-- Records supplied --
::::
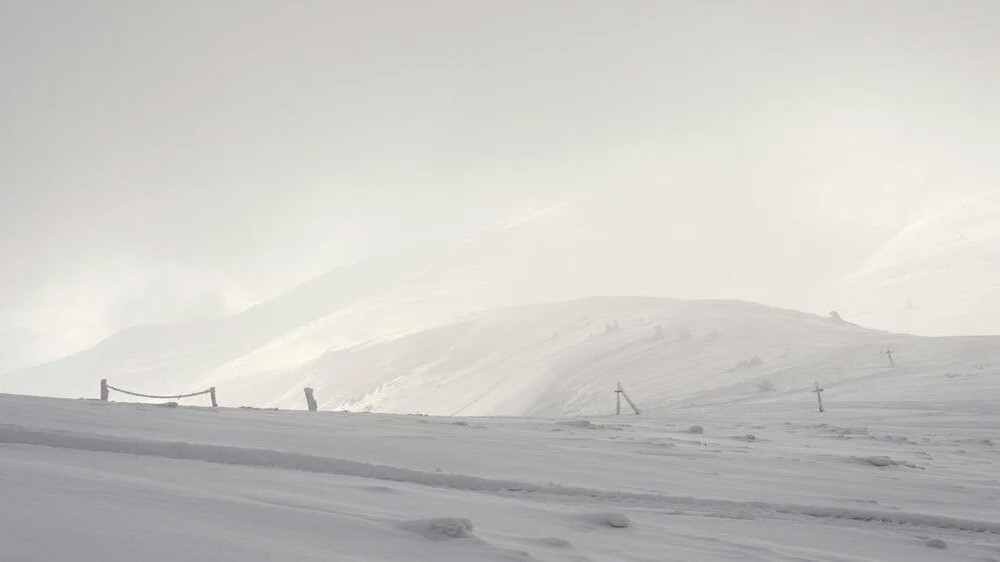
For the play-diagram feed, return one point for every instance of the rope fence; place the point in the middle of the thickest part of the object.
(105, 388)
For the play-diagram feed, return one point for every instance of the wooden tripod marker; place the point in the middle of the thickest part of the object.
(819, 396)
(619, 392)
(310, 400)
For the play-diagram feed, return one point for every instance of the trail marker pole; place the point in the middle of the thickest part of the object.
(819, 396)
(618, 402)
(310, 400)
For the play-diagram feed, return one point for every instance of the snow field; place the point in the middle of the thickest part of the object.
(85, 480)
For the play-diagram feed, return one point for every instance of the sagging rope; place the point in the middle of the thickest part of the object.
(105, 387)
(177, 396)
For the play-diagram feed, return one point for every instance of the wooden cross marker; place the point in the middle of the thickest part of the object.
(819, 396)
(619, 392)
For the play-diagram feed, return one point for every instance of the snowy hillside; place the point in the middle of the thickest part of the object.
(557, 359)
(756, 480)
(939, 275)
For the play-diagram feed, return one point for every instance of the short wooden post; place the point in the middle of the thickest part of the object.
(819, 396)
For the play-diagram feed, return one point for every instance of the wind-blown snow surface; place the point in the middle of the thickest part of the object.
(939, 275)
(763, 480)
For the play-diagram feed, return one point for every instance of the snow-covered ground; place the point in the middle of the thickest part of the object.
(553, 359)
(761, 478)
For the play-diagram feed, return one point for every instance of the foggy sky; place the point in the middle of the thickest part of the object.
(175, 160)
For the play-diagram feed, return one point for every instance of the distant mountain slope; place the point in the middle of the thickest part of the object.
(939, 275)
(565, 358)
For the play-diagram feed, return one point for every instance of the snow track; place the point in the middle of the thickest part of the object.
(269, 458)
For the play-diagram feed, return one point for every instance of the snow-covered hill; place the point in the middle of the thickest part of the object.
(560, 359)
(939, 275)
(756, 480)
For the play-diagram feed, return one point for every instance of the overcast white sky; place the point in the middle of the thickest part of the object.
(170, 160)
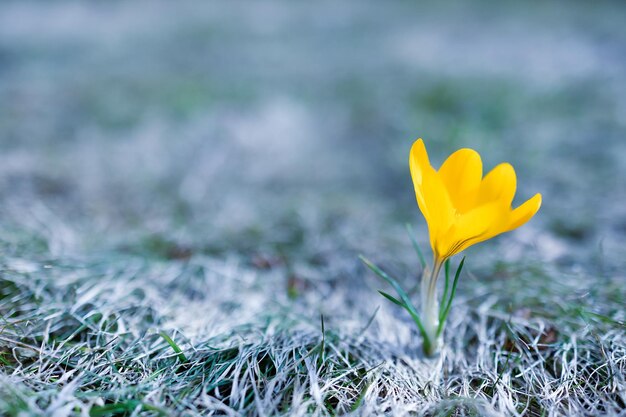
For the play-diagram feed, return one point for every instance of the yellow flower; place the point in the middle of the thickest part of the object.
(460, 206)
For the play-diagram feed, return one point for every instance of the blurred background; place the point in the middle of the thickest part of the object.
(279, 131)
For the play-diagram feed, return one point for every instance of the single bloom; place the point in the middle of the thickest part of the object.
(461, 207)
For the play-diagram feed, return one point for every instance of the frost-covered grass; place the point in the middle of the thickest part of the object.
(184, 193)
(205, 336)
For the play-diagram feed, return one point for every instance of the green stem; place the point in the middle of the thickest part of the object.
(430, 310)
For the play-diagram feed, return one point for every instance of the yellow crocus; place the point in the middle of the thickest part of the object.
(461, 207)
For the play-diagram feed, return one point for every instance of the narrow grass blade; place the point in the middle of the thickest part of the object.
(452, 293)
(392, 299)
(179, 352)
(408, 306)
::::
-- Directions --
Send back the data above verbatim, leaving out its pictures.

-- Exercise solution --
For the play-diagram feed, return one point for every instance of the rope fence; place the point in the middle of the thickest part of the object.
(105, 388)
For the play-diagram feed, return one point for every instance of the wooden tripod marker; place the point in the middle of the thickest part of the object.
(819, 396)
(619, 392)
(310, 400)
For the play-diagram feed, return one point for every instance of the trail marker pole; place the point in the middle of the thickest part of the object.
(819, 396)
(618, 402)
(310, 400)
For the play-diagram feed, return one point for every instance of the snow field; place the point in the middle of the thickest part of the object.
(85, 480)
For the play-diagram feed, return one point for every instance of the sagging rope; place the point in the middle of the thickest part of the object.
(105, 387)
(177, 396)
For the play-diagram feed, return one point for every instance of the wooden cross marker; place the point in the middle of the thickest part of the object.
(819, 396)
(619, 392)
For the play-diagram feed, return one point for every instance of the snowy hillside; place the point in the middle of the thickest part of the object.
(557, 359)
(756, 480)
(939, 275)
For the play-diagram feed, return one point for every instance of the short wooden post; place the point in the middle of the thickest part of the object.
(819, 396)
For the play-diagram feed, return one point for every instance of the wind-blown snow surface; place the point in the middle of the thickest part of the object.
(939, 275)
(763, 480)
For the play-diagram feed, return one point for every instance of the snow-covered ground; place the point in the middle of the thickest part of the object.
(553, 359)
(761, 478)
For the play-diagram feed, return one point for every instance of the foggy sky; place the point in the middle of the thickest part of the object.
(175, 160)
For the play-diagram feed, return one point for every instance of the distant mountain slope; place the point in the middle of the thickest part of the object.
(939, 275)
(565, 358)
For the play-diagram feed, return one point for every instance of the snow track; place the point in the middle of the thickest part of the object.
(269, 458)
For the play-diagram feed, return one point for every instance of the snow-covered hill; place the point in the middle of the thickest part of the object.
(560, 359)
(939, 275)
(756, 480)
For the play-diagram feed, return one point for every instance of the overcast white sky; place the point in the middle of the thickest part of the object.
(170, 160)
For the play-diagram feed, return one point for every instance of the yellow flower; place the point in the middle of the thickest part of the object.
(460, 206)
For the play-diagram feed, return one point for every instance of the blurred background; place the point in the middle of the thickest part of the object.
(279, 131)
For the play-diagram feed, return one point for every instance of the single bloom; place the point in the middle of the thickest part of the object.
(461, 207)
For the play-diagram feed, return one point for every instance of the frost-covered grass; place the point in the middle of the thickest part of the object.
(184, 193)
(205, 336)
For the play-diagram feed, return one point for every instance of the green stem; place the point in the middle of the thickest part of the object.
(430, 310)
For the play-diagram feed, return one point for every instance of the yellow crocus; place the point in the middle of the thickest part of the object.
(461, 207)
For the play-diagram feed, return one point for every instance of the narrow grass blade; place the point in the middle of the thickest part of the object.
(452, 293)
(392, 299)
(179, 352)
(408, 306)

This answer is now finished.